EXTRACTED MATERIAL
'''

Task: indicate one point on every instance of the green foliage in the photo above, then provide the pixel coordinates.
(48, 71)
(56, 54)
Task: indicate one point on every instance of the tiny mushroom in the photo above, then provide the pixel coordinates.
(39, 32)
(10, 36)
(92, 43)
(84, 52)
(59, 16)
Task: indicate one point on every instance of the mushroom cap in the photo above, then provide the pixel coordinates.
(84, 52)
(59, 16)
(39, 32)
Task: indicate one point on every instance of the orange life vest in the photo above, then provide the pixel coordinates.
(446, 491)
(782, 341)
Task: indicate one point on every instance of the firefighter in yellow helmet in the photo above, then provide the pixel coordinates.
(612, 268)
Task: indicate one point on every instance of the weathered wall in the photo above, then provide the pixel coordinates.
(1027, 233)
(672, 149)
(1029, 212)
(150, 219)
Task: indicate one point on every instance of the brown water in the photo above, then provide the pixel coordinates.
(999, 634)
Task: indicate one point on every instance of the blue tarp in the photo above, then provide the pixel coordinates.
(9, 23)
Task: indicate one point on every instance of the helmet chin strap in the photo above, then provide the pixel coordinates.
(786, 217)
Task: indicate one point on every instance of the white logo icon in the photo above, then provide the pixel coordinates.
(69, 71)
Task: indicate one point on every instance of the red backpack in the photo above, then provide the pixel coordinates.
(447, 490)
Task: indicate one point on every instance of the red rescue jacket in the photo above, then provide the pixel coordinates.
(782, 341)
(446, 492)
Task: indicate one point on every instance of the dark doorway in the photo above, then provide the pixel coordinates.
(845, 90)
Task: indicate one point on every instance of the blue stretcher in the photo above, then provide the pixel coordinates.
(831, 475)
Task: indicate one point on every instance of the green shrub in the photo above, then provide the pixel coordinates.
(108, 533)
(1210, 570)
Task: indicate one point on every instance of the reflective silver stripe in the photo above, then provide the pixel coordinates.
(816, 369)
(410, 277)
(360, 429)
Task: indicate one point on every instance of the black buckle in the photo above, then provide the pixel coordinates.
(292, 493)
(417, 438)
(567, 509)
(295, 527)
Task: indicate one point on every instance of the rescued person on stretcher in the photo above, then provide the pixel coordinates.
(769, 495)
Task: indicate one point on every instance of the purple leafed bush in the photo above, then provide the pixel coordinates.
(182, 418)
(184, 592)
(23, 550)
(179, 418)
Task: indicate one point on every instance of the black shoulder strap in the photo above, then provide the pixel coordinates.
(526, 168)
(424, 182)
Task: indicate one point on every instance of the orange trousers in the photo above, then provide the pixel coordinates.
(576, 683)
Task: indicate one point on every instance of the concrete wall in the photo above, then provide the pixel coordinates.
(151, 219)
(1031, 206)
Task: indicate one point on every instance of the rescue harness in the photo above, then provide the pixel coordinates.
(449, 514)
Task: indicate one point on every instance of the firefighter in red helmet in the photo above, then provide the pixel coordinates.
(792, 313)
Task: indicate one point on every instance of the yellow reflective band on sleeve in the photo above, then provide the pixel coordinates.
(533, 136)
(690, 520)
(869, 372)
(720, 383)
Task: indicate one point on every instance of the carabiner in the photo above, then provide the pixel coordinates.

'''

THE REQUEST
Copy out, exactly as it stands, the part of the items that begins with the line containing "Task: indicate one point on every instance of the yellow" and runs through the end of the items, including both of those ends.

OUTPUT FOR THIS EXERCISE
Task: indicate one point on every instance of the yellow reflective band on sleeve in the photo above, then provide the pixel coordinates.
(533, 136)
(690, 520)
(869, 372)
(720, 383)
Task: indicate one point on every instance of the carabiner in the photo above, then provide the pixel coordinates.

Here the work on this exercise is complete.